- _GOAL OF THE EXERCISE_
Write out all of the records exactly once more and skip the images.
-- INPUT RECORDS follows --
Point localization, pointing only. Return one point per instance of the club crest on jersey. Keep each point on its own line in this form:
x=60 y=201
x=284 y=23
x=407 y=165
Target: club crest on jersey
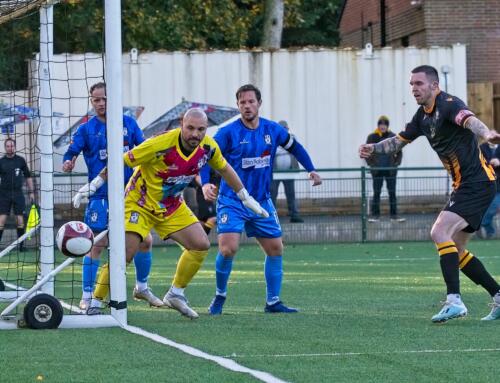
x=223 y=218
x=202 y=162
x=134 y=217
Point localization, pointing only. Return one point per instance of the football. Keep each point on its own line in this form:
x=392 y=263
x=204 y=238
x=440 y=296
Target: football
x=75 y=239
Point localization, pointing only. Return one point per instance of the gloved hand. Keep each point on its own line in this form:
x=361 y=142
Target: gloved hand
x=251 y=203
x=87 y=190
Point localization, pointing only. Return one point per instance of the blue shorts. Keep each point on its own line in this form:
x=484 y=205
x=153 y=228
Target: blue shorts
x=234 y=217
x=96 y=215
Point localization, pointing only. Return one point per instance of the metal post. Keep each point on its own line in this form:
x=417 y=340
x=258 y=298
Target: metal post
x=114 y=123
x=364 y=205
x=46 y=149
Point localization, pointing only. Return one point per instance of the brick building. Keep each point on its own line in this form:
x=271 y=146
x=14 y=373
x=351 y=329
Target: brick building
x=397 y=23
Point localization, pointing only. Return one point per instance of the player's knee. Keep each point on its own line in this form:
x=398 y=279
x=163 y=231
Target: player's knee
x=199 y=255
x=228 y=249
x=201 y=244
x=147 y=244
x=437 y=234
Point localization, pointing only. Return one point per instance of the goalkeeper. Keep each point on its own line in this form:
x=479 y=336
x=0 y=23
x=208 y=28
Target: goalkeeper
-- INPUT RECORDS concluded --
- _COMPLETED EXERCISE_
Point localization, pointing only. Return one point per instance of the club crest on jersey. Keep each point on its own line in this form:
x=60 y=201
x=284 y=23
x=407 y=165
Target: club crest on jersey
x=223 y=218
x=202 y=162
x=134 y=217
Point localization, pointing only. Return one point per instance of the football. Keep each point on its own line in this form:
x=392 y=263
x=204 y=238
x=440 y=296
Target: football
x=75 y=239
Point localization, pointing only. Return one point per instance of the gloved hand. Keep each point on its own line in this form:
x=361 y=142
Target: gloved hand
x=251 y=203
x=87 y=190
Point localization, pointing only. Return one point per instance of the blue shorts. Keep each point on its own line in this form:
x=484 y=205
x=153 y=228
Target: blue shorts
x=234 y=217
x=96 y=215
Point localization, pointing only. Return one point per instance of the metal post. Keep each point on its own line in this form:
x=417 y=340
x=258 y=298
Target: metal post
x=114 y=123
x=364 y=205
x=46 y=149
Point localization, pointing only. Return one point per instance of the brick building. Keep each point on its own line in this form:
x=271 y=146
x=14 y=373
x=351 y=329
Target: brick building
x=397 y=23
Point localization, pointing only. Return one point per instance of the player's knee. Keep each point on its own line in this form:
x=398 y=279
x=163 y=231
Target: player's knee
x=199 y=255
x=228 y=249
x=201 y=244
x=147 y=244
x=437 y=234
Point localization, pointing only. Return one point per instance of the goalkeeper. Keep each point on its own line in this form:
x=479 y=336
x=0 y=23
x=208 y=28
Target: goalkeeper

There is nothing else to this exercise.